> Extracted entries
········

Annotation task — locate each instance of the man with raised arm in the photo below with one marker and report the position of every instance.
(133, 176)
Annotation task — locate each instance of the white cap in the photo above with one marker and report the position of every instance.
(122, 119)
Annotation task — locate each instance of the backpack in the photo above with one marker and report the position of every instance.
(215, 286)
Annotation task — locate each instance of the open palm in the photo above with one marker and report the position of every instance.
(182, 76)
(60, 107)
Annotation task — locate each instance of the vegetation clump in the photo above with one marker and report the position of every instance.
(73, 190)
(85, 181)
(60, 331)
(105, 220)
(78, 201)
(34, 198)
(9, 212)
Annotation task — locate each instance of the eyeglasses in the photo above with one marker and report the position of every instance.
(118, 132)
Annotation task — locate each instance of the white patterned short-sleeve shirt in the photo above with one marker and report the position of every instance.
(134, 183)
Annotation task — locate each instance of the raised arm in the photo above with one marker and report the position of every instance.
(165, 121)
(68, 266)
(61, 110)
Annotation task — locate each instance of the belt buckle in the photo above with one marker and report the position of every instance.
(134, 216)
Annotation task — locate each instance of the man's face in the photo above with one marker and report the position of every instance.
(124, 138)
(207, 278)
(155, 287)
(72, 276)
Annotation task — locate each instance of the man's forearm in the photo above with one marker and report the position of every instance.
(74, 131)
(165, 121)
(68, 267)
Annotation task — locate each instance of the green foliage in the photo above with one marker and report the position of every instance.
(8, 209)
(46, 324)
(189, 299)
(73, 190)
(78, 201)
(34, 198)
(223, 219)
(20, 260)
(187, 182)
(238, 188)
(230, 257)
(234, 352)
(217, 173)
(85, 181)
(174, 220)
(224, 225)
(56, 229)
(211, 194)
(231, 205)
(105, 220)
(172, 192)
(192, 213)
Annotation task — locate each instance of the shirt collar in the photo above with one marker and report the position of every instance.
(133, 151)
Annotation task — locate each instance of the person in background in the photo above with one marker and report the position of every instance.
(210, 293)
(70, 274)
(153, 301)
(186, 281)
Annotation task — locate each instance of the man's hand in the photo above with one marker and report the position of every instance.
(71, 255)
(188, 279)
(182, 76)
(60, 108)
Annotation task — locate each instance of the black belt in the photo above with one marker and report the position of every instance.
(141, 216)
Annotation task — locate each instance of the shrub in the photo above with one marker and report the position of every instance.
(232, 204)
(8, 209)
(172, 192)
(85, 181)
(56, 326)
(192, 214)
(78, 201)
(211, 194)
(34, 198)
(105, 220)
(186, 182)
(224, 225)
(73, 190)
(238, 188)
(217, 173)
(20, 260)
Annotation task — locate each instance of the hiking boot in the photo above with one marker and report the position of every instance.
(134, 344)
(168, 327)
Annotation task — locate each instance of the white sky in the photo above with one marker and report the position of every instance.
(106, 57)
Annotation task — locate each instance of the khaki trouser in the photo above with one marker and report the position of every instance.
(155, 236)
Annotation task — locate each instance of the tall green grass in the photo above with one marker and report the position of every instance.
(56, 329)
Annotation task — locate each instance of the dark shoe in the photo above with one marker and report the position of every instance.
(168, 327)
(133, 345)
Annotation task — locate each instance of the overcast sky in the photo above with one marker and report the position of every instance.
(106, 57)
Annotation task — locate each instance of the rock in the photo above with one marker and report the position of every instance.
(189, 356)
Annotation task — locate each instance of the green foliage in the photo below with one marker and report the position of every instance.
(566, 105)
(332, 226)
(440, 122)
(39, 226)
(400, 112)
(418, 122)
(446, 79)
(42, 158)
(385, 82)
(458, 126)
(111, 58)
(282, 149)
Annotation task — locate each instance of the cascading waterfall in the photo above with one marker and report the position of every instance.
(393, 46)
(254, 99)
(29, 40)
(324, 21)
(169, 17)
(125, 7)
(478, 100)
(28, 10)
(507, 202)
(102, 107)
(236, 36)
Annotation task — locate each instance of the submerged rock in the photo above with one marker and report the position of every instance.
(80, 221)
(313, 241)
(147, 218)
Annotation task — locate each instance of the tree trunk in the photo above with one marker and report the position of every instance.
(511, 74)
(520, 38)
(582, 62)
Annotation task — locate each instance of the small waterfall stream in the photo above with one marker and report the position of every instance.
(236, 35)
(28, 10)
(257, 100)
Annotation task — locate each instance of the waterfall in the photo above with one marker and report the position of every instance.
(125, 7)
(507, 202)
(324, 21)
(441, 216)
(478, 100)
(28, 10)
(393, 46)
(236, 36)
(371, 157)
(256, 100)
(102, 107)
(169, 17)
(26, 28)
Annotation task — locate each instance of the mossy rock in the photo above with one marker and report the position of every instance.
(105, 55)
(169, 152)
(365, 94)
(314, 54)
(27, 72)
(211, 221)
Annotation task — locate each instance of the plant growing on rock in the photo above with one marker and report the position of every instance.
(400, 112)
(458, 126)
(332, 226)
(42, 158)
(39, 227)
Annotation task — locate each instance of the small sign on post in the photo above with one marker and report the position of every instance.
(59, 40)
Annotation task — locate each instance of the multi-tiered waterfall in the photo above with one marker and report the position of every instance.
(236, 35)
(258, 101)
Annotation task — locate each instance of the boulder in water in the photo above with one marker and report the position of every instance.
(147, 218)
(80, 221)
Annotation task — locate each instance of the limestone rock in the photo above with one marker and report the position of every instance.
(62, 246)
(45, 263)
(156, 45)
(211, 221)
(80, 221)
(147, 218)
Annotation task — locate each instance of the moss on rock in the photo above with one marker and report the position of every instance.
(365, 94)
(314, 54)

········

> About this exercise
Could you restate every record above word for word?

> Exercise answer
Annotation task — locate each instance of the man with raised arm in the photo below with one marker and report the position of every instance.
(133, 176)
Annotation task — locate each instance of the white cap in the photo above with one marker and report the position of every instance.
(122, 119)
Annotation task — locate each instance of the backpack in the photo above with one marker and report the position of every instance.
(215, 286)
Annotation task — locate each instance of the open palm in the photo above with one marker and report the position of every instance.
(182, 76)
(60, 107)
Annotation task — locate each instance of the vegetation clump in the photo above with one marker and report the position of every instance.
(73, 190)
(85, 181)
(60, 331)
(105, 220)
(78, 201)
(34, 198)
(9, 212)
Annotation task — locate each instance of the eyeglasses in the photo above with one marker and report the position of every instance.
(118, 132)
Annotation task — locate each instance of the white patterned short-sleeve shirt in the photo above with one marker and report the position of every instance.
(134, 183)
Annotation task — locate each instance of the raised arm in the photo above with one marker and report the position of every instance.
(165, 121)
(68, 266)
(61, 110)
Annotation task — locate each instance of the belt buckle in the photo above with one marker and report the position of every instance.
(134, 216)
Annotation task — locate each instance of the man's face in the photo above with one marker and report the position of every instance.
(124, 138)
(207, 278)
(155, 287)
(72, 276)
Annotation task — locate each instance of the man's forearm in the photo above with one marker and report the position of every instance.
(74, 131)
(165, 121)
(68, 267)
Annotation task — locate each instance of the green foliage in the photo above with one marker and report the position of every instance.
(8, 209)
(46, 324)
(189, 299)
(73, 190)
(78, 201)
(34, 198)
(223, 219)
(20, 260)
(187, 182)
(238, 188)
(230, 257)
(234, 352)
(217, 173)
(85, 181)
(174, 220)
(224, 225)
(56, 229)
(211, 194)
(231, 205)
(105, 220)
(172, 192)
(192, 213)
Annotation task — locate each instance of the shirt collar in the photo above with one marker and report the position of every instance.
(133, 151)
Annotation task — locate each instance of the person in background in the photo above with one marker and report the position of every instance.
(210, 293)
(70, 274)
(153, 301)
(186, 281)
Annotation task — locate each instance of the man's hand in the photo above with one marker and report the position of every instance.
(71, 255)
(188, 279)
(182, 76)
(60, 108)
Annotation task — locate each instance of the black belt in the photo above with one marker and report the position of every instance.
(141, 216)
Annotation task — locate each instance of the shrub in the photo above with one marker and report the position of every instance.
(232, 204)
(8, 209)
(172, 192)
(85, 181)
(56, 326)
(192, 214)
(78, 201)
(211, 194)
(34, 198)
(105, 220)
(186, 182)
(224, 225)
(73, 190)
(238, 188)
(217, 173)
(20, 260)
Annotation task — locate each instance of the hiking boot in the photo above with one marker and report the position of every instance.
(134, 344)
(168, 327)
Annotation task — locate each instance of the white sky in the photo above with one marker and report the position of every instance.
(106, 57)
Annotation task — locate each instance of the khaki trouser in the photo above with one marker and report the position of every instance.
(155, 236)
Annotation task — locate each instance of the tall green grass in the photo above with one marker and report the position of every instance.
(56, 329)
Annotation task — locate each instance of the dark shoe in the photo above with one marker and report the position of every instance.
(168, 327)
(133, 345)
Annotation task — locate each instance of the overcast sky in the photo above with one marker and report the position of every instance.
(106, 57)
Annotation task — locate each instance of the rock in the photo above with one marker and report the position of every instance.
(189, 356)
Annotation task — locate each instance of the green foliage in the photo below with one marker and report the position of every instance.
(566, 105)
(332, 226)
(440, 122)
(39, 226)
(400, 112)
(418, 122)
(446, 79)
(42, 158)
(385, 82)
(458, 126)
(111, 58)
(282, 149)
Annotation task — locate each instance of the cascading waterfall in the photo above with one marker and report the position of every instance.
(393, 46)
(254, 99)
(29, 40)
(324, 21)
(169, 17)
(125, 7)
(478, 100)
(28, 10)
(507, 202)
(102, 107)
(236, 36)
Annotation task — locate each instance of the submerged rock in the photo above with one marker and report the position of every instance.
(80, 221)
(313, 241)
(147, 218)
Annotation task — locate each instance of the tree trunk in the photo above with one marker and report the position of every instance.
(511, 74)
(520, 38)
(582, 62)
Annotation task — locate each instance of the small waterfall stream in the photo above with one marker and report the position of every instance.
(236, 35)
(28, 10)
(257, 100)
Annotation task — locate each instance of the waterfall in the photo above with one marker and report the position of every instance.
(125, 7)
(507, 202)
(324, 21)
(441, 216)
(478, 100)
(28, 10)
(393, 46)
(236, 36)
(371, 157)
(256, 100)
(102, 107)
(169, 17)
(26, 28)
Annotation task — locate each instance of the mossy rock in the photo above with one marker and report the position of every instance.
(105, 55)
(169, 152)
(365, 94)
(314, 54)
(27, 72)
(211, 221)
Annotation task — locate each instance of the plant growing on rock in the photo above with one marker and report the position of every instance.
(400, 112)
(458, 126)
(332, 226)
(42, 158)
(39, 227)
Annotation task — locate each instance of the small sign on post in the photo above with one marker and report the position of every instance.
(59, 40)
Annotation task — locate each instance of the multi-tiered waterfall in the photo above with one marker and report the position of every instance.
(236, 35)
(258, 101)
Annotation task — locate each instance of the boulder in water in the photo above with one marker and report the position of every instance.
(147, 218)
(80, 221)
Annotation task — locate each instance of the limestone rock in the photo above with one marker and report the position of every instance.
(62, 246)
(45, 263)
(156, 45)
(211, 221)
(80, 221)
(147, 218)
Annotation task — locate each instance of the moss on rock in the photo above with one marker and report the position of every instance.
(365, 94)
(314, 54)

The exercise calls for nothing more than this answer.